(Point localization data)
[Start of Attachment]
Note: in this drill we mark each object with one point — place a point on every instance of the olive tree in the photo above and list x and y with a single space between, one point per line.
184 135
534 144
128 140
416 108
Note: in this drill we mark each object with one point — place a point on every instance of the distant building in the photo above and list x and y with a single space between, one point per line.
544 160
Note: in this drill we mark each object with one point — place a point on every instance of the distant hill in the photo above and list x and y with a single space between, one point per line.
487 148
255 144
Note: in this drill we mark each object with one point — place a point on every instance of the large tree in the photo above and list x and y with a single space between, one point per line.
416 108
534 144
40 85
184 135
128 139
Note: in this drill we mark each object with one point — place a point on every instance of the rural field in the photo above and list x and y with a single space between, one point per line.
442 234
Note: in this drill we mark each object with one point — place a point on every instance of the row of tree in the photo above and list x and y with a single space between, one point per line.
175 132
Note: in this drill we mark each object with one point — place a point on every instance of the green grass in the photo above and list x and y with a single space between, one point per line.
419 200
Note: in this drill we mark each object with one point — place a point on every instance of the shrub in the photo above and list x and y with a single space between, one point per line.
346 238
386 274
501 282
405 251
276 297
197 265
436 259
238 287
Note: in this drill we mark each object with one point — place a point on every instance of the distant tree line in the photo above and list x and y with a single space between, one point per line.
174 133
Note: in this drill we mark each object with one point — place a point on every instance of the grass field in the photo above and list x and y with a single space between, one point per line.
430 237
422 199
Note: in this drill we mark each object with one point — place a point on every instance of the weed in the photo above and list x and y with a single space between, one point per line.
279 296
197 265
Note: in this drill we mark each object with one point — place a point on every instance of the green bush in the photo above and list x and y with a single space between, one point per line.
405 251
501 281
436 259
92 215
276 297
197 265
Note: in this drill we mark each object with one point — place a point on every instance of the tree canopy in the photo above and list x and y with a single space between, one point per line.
[End of Attachment]
*Problem description*. Nothing may be left out: return each entry exactly as it reads.

*The answer*.
Note: in this drill we mark each object with one point — place a point on every instance of the olive tree in the photo above and list x and y with a single space between, one point per line.
184 135
534 144
128 140
416 108
Note: in this drill we mark each object with one point — place a point on every instance of the distant building in the photo above and list x and y with a single space between, one point per line.
544 160
Note: in this drill we mark each object with one point — place a point on every instance of the distant hill in the photo above and list x and y with a single space between, one point per line.
487 148
255 144
Note: in this drill we mark each object with one point — place a point on every instance of the large tree in the photo above and list x and y with a single space between, one point per line.
416 108
534 144
40 85
184 135
128 139
Note: in this drill we mark each object with one point — place a point on every instance of the rural field in the photo above and list x and y with a single space between, one point per line.
442 234
Note: in this drill we mark each object with one point — place a point on every instance of the row of tree in the photo above and list x and y with a single space between, one point per line.
175 132
Note: in this drill we mark each object with one point — place a point on every instance of the green grass in the photo above and list x and y with a single space between, one point per line.
419 200
Note: in this drill we mark each object with one point — place a point on every instance of the shrub in the photo above and list x and y with a single space between, one point per line.
346 238
386 274
501 282
405 251
276 297
197 265
436 259
238 287
Note: in this drill we mark each object with one point — place a point on every instance of the distant tree line in the photo above and list x and y with a single space between, one point per line.
174 133
Note: in this drill we mark each object with one point — place a point on every instance of the grass field in the photo above and list x and y with a single space between, one point per line.
430 237
422 199
Note: in this drill we mark each object with one point — place a point on every instance of the weed in the photo above and list x and y with a single space between, one point per line.
279 296
197 265
Note: in this drill we mark each object with one point — place a point on every instance of the green bush in the photo above and list x and y with a single space between, one point per line.
405 251
501 281
436 259
92 215
276 297
197 265
Note: in this drill we mark each object with one point — place a point on every instance of the tree canopy in the photo above and list x and y with a single space between, one point per line.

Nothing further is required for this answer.